_WRITTEN PROBLEM:_ Switch "beige" to "navy" everywhere it occurs in the material below, leaving everything else unchanged. Reproduce the material without the pictures.

(Coordinate labeling data)

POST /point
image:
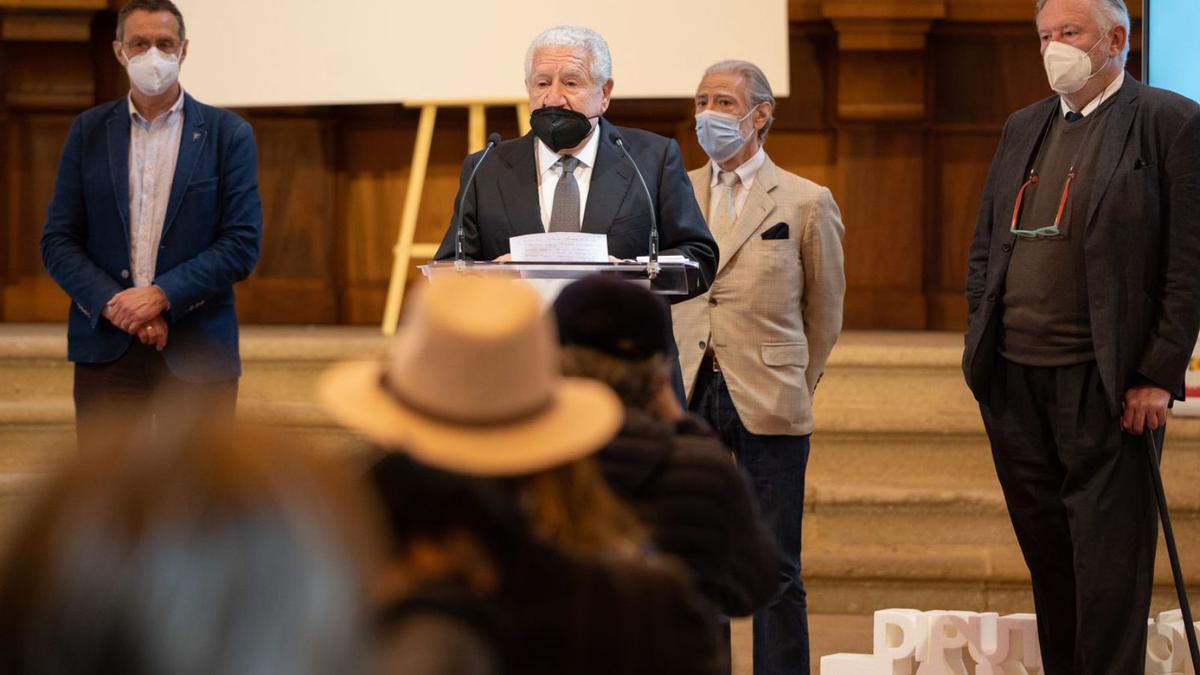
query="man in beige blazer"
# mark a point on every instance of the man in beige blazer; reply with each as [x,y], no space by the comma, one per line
[755,345]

_EXERCISE OUTPUT:_
POST /point
image:
query="man in navy blazer"
# mark a point on every instance of the man in navy blazer; reply with each as [x,y], no space by the comma, one per line
[755,345]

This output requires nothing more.